**Tasks and exercises**
a) Answer these questions from the passage on mortgage hardship, one per line:
(i) What two examples of temporary and predictable circumstances does it give?
(ii) Within how many months must there be a reasonable prospect of resuming full mortgage payments?
(iii) Who considers the homeowner's job skills, training and job history?
b) From the passage on mortgage hardship, list everything a person should demonstrate to be likely to meet the reasonable prospect issue.
c) Resume the passage on mortgage hardship after its last sentence.

Some circumstances which cause financial hardship are, by nature, temporary and predictable. A job layoff or temporary unemployment due to a curable medical condition are examples of circumstances which will clearly come and go, and the homeowner will be re–employed and be able to resume making their mortgage payments. The loss of a job usually creates a longer term problem; however, the homeowner’s job skills, training, job history, efforts at retraining, etc., are all relevant factors which the Agency will consider in determining whether there is a reasonable prospect of the homeowner being able to resume full mortgage payments within 24/36 months. If a person demonstrates a good employment history, a good credit history while employed, employable skills or efforts toward retraining, and an active search for employment, they will likely meet the reasonable prospect issue.

**Data listing**
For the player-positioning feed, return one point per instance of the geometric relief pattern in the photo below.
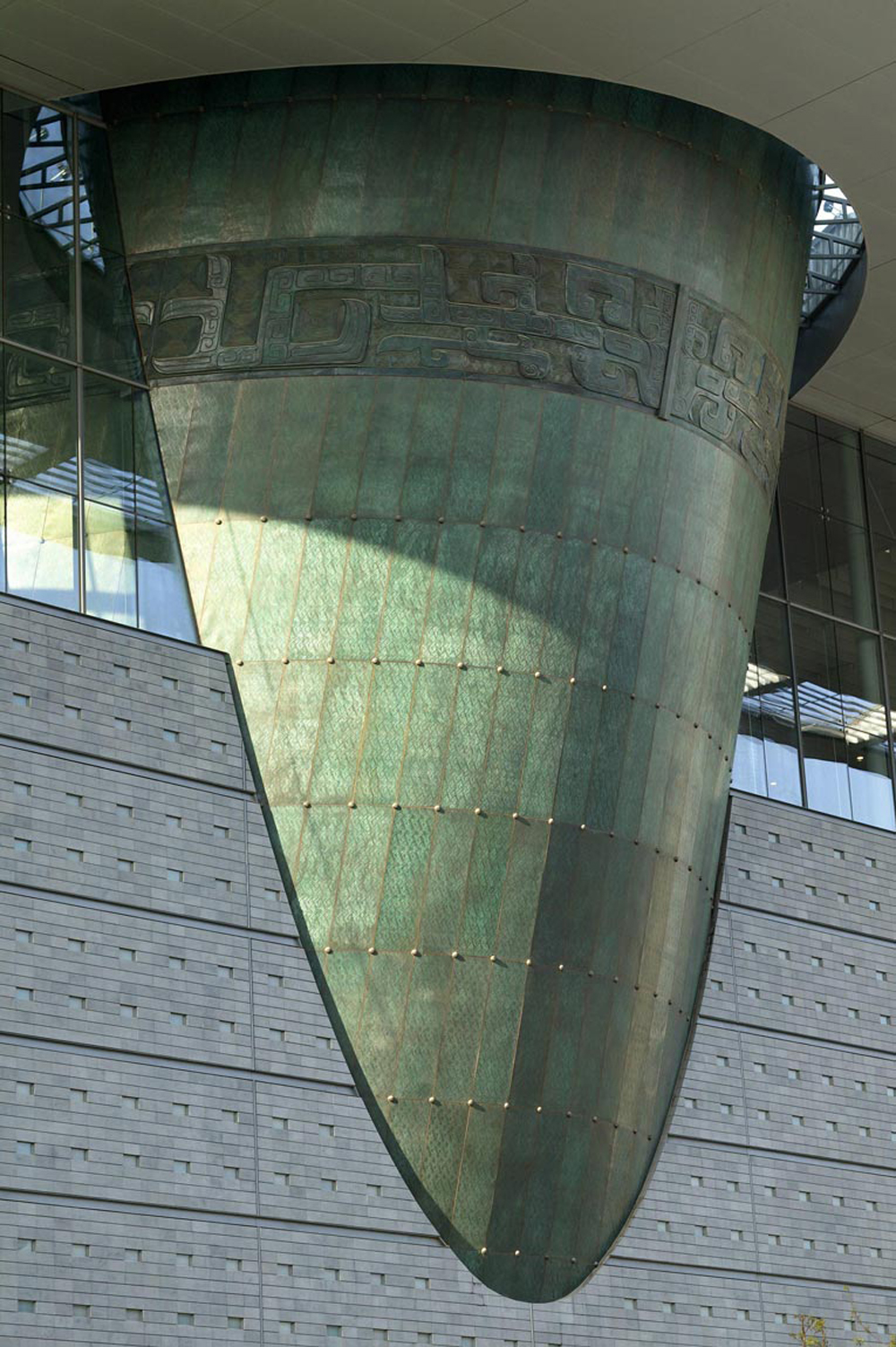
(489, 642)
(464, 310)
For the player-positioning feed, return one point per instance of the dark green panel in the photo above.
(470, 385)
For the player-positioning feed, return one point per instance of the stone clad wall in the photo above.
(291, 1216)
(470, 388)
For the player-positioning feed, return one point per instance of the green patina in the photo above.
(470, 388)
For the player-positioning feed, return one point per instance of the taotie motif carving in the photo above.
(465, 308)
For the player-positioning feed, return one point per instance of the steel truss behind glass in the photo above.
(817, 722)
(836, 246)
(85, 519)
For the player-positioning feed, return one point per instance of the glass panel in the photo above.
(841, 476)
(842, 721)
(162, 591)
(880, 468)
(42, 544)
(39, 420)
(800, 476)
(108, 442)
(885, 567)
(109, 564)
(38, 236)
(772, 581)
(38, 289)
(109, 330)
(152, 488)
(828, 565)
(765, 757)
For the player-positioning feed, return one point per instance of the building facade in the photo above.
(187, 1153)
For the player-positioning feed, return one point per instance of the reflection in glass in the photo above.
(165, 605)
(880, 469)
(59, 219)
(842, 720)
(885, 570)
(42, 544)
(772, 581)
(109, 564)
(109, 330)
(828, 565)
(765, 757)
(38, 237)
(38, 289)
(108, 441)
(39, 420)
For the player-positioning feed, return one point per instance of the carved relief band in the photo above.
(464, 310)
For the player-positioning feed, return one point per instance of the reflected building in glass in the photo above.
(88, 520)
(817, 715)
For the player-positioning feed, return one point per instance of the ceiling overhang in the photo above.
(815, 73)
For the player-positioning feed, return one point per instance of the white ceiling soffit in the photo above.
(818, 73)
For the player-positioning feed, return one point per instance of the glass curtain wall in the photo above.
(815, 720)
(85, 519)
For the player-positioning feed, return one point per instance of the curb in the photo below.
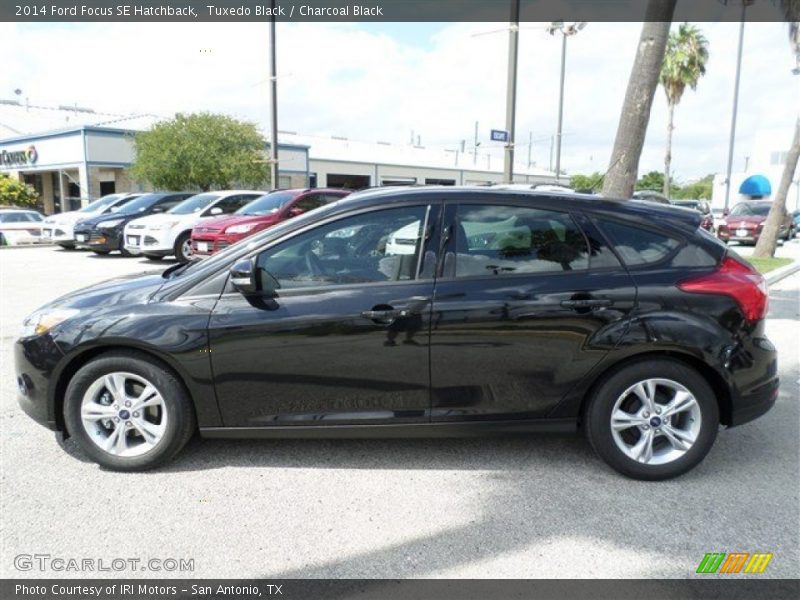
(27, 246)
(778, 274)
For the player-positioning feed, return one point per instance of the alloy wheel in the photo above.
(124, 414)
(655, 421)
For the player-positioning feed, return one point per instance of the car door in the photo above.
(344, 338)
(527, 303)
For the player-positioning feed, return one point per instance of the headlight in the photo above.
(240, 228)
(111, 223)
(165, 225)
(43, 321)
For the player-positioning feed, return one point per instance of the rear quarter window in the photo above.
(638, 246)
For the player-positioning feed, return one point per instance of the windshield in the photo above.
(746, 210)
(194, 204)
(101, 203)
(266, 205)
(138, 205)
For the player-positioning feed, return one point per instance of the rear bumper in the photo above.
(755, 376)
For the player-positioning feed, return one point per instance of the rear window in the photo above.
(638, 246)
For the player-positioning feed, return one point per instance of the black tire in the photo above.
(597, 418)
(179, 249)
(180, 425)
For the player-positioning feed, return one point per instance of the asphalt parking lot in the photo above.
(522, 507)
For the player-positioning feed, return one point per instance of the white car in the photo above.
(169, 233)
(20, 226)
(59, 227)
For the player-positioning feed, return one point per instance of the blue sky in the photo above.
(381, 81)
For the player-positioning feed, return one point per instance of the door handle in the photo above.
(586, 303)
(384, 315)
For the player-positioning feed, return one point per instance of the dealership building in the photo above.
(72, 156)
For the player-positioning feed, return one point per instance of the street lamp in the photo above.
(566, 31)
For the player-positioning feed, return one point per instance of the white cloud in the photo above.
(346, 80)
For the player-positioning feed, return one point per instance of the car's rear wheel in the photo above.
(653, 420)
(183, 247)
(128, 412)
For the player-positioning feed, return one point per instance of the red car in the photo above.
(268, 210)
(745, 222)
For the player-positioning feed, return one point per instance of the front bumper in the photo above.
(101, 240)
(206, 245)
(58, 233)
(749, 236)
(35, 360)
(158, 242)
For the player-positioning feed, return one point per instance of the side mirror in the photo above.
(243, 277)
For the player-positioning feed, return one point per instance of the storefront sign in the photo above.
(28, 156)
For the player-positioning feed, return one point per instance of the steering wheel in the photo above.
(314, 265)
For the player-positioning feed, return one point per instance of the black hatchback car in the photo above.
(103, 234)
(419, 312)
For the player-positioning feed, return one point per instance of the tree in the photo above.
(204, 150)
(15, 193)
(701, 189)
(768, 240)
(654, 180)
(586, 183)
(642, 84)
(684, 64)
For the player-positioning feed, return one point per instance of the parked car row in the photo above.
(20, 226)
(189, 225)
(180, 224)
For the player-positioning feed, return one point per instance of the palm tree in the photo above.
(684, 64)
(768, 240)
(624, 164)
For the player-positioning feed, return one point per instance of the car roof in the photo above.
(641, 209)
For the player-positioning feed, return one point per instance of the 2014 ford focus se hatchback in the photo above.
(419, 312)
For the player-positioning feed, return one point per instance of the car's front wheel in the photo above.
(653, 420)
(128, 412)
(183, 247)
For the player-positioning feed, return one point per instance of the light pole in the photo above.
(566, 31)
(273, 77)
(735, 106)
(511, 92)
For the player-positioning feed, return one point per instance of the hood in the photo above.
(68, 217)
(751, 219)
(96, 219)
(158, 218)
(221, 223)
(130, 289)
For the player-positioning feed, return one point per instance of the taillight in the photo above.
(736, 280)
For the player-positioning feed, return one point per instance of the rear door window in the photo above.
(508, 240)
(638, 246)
==
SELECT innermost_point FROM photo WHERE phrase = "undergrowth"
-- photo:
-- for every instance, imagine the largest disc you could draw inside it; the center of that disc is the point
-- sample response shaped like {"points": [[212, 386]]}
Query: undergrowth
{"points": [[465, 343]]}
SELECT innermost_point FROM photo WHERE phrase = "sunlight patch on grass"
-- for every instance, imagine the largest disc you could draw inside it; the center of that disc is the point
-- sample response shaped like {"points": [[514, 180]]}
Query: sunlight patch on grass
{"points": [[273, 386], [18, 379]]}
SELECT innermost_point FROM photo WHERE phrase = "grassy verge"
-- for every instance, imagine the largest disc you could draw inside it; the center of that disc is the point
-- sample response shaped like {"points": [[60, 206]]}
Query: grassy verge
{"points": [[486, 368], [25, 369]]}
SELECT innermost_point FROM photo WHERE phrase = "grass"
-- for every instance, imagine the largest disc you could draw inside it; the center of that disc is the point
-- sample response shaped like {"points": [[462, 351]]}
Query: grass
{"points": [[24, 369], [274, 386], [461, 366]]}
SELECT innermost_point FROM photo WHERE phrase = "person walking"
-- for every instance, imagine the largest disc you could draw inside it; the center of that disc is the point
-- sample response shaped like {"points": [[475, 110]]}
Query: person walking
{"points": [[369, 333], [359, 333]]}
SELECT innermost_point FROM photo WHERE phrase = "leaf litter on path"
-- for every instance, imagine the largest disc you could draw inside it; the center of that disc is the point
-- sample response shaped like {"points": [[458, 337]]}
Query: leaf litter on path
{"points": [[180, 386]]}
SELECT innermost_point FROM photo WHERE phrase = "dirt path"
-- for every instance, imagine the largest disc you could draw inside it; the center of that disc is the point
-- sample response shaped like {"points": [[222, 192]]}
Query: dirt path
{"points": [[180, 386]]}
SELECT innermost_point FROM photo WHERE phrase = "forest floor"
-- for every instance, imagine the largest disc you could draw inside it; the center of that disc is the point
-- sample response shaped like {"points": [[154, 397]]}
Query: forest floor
---
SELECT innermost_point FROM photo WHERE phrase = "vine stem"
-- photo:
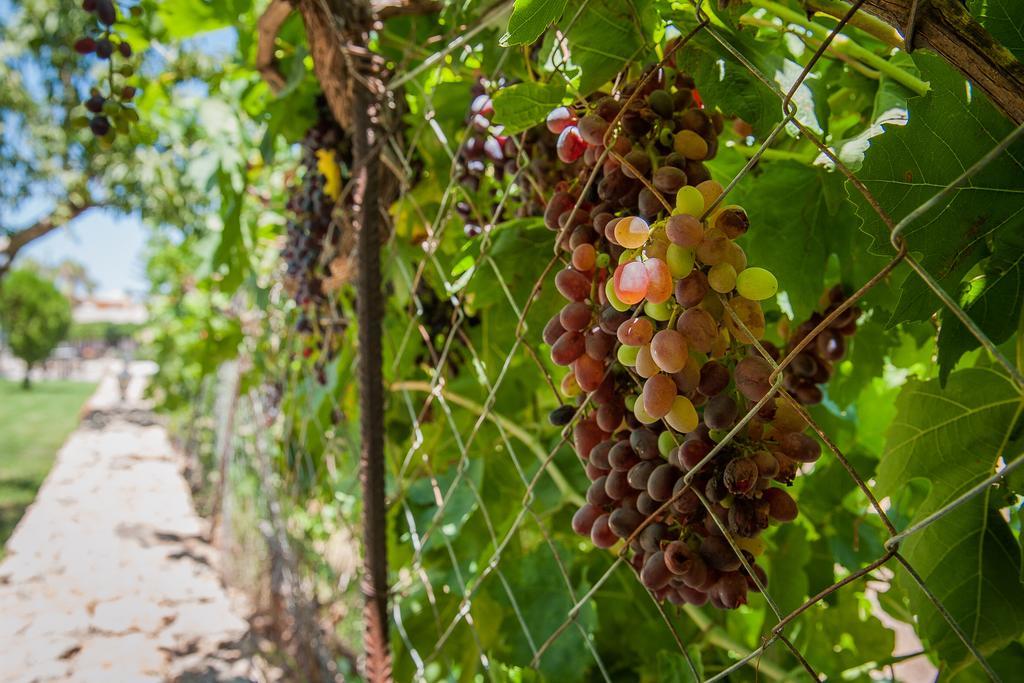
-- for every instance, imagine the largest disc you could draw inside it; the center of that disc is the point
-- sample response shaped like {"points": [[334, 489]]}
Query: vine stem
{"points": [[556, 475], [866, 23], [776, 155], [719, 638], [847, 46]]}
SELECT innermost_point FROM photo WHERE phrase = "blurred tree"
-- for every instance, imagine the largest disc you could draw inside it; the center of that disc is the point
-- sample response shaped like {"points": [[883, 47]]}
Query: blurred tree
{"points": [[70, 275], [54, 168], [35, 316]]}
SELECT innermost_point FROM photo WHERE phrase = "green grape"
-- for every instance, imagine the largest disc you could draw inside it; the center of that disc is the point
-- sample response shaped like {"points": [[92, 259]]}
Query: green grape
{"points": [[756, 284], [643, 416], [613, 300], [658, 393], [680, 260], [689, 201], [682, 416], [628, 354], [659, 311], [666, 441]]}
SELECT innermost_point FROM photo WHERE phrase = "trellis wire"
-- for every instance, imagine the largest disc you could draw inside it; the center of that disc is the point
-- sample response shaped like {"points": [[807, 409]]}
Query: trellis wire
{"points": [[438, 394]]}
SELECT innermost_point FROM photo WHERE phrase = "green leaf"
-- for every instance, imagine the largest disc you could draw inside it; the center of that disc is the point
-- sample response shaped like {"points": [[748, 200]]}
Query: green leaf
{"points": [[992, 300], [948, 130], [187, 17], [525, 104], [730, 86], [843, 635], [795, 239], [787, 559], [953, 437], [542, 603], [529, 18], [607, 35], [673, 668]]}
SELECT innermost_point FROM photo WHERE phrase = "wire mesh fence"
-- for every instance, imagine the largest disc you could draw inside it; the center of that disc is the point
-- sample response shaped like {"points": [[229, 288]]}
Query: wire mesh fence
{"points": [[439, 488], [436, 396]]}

**Answers in order**
a)
(i) A job layoff and temporary unemployment due to a curable medical condition.
(ii) 24/36 months.
(iii) The Agency.

b)
- A good employment history
- A good credit history while employed
- Employable skills or efforts toward retraining
- An active search for employment

c)
On the other hand, a person who has mortgaged their home to the limit, whose spouse dies without life insurance, who has no employable skills with no plans of entering into an employment training program, or who has a medical condition limiting their employment prospects, probably has little prospect of resuming their mortgage payments within 24/36 months and would likely not be found eligible.
It is extremely important for the homeowner to do a complete self evaluation of their job history, job skills, and potential for securing future employment in order to present an accurate picture of whether or not there is a reasonable prospect of being able to resume mortgage payments within the required timeframe.